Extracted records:
——
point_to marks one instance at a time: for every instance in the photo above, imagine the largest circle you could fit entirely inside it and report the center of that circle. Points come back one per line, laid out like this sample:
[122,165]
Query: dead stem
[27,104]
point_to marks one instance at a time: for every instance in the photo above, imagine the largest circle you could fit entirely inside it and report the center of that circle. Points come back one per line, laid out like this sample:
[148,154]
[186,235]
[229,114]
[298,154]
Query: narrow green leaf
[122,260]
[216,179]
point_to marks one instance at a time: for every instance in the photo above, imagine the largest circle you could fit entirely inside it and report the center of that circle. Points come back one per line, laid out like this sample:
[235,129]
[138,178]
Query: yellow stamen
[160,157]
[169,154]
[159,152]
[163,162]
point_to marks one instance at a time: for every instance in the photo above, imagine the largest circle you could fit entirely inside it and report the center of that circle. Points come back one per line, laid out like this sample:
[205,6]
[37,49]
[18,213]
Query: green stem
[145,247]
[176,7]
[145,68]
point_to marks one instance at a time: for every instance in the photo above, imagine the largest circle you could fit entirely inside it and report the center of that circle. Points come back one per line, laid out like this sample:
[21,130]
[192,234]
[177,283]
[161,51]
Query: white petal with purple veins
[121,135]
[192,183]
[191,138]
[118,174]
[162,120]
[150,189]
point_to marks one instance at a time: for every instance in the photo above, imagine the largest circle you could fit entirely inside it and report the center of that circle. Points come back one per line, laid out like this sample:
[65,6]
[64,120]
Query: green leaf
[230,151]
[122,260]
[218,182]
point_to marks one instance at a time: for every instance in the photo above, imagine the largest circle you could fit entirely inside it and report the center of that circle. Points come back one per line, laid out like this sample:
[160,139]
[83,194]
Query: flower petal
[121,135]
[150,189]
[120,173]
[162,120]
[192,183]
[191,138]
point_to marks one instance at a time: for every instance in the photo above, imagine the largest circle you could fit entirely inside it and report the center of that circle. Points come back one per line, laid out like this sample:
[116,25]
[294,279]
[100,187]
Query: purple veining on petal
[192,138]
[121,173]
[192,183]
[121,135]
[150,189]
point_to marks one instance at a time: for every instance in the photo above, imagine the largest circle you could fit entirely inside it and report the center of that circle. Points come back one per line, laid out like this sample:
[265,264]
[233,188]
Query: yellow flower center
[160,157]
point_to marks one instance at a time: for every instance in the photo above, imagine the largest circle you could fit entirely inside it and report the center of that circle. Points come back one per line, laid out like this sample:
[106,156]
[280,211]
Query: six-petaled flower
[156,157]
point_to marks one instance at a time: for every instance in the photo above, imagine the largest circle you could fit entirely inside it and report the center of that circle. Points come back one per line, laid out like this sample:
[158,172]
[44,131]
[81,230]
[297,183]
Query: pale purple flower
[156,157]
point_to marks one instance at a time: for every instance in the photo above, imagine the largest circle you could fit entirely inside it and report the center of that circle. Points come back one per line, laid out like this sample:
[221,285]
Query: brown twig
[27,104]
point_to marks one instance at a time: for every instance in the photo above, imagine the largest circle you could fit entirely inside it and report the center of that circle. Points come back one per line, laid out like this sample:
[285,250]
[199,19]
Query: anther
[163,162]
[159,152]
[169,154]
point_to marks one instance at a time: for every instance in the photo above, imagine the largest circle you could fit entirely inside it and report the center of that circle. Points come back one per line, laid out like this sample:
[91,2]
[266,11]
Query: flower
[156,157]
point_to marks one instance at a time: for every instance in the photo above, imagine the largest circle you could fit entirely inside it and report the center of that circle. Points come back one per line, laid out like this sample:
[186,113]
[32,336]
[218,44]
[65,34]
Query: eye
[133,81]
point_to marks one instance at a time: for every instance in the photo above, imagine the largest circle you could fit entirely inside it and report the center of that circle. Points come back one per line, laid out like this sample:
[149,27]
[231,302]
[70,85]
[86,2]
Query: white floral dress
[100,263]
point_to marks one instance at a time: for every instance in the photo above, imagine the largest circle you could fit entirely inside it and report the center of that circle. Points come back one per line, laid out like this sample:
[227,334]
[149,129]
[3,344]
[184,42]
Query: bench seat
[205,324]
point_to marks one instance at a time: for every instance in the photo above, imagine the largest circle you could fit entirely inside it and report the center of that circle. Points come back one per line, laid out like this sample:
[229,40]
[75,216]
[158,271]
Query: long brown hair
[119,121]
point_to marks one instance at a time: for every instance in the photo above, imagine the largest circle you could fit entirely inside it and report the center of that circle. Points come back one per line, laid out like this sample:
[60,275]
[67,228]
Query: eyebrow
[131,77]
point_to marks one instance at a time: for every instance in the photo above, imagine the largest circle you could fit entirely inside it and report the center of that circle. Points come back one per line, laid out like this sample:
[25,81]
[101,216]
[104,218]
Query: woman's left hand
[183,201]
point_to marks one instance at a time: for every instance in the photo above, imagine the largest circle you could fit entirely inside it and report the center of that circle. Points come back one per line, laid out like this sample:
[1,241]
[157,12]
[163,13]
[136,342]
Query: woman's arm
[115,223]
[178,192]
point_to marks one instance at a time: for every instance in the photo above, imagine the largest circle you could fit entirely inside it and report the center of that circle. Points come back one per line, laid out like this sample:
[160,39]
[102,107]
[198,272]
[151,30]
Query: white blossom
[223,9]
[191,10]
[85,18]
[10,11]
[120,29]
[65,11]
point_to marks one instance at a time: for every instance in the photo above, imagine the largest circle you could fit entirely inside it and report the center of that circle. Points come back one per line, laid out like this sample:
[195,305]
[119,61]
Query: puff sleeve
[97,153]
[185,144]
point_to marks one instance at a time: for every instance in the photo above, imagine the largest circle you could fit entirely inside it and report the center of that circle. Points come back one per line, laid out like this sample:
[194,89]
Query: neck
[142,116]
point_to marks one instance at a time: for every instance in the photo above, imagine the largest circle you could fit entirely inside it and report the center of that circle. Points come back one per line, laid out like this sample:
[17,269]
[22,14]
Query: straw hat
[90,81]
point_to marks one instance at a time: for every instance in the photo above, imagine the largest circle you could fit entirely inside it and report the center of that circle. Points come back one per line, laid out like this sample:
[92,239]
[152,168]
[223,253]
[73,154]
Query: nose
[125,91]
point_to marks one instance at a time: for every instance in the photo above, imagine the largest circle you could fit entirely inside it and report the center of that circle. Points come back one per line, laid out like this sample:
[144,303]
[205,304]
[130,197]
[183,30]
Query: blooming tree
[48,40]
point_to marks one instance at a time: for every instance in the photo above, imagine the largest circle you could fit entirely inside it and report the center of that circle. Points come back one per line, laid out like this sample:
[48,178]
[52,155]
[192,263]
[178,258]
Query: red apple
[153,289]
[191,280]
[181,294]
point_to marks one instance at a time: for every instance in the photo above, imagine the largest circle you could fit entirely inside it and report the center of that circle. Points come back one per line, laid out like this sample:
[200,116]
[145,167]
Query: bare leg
——
» What is asked
How many lines of the data above contain the word "woman"? Give only the number.

» Answer to this problem
2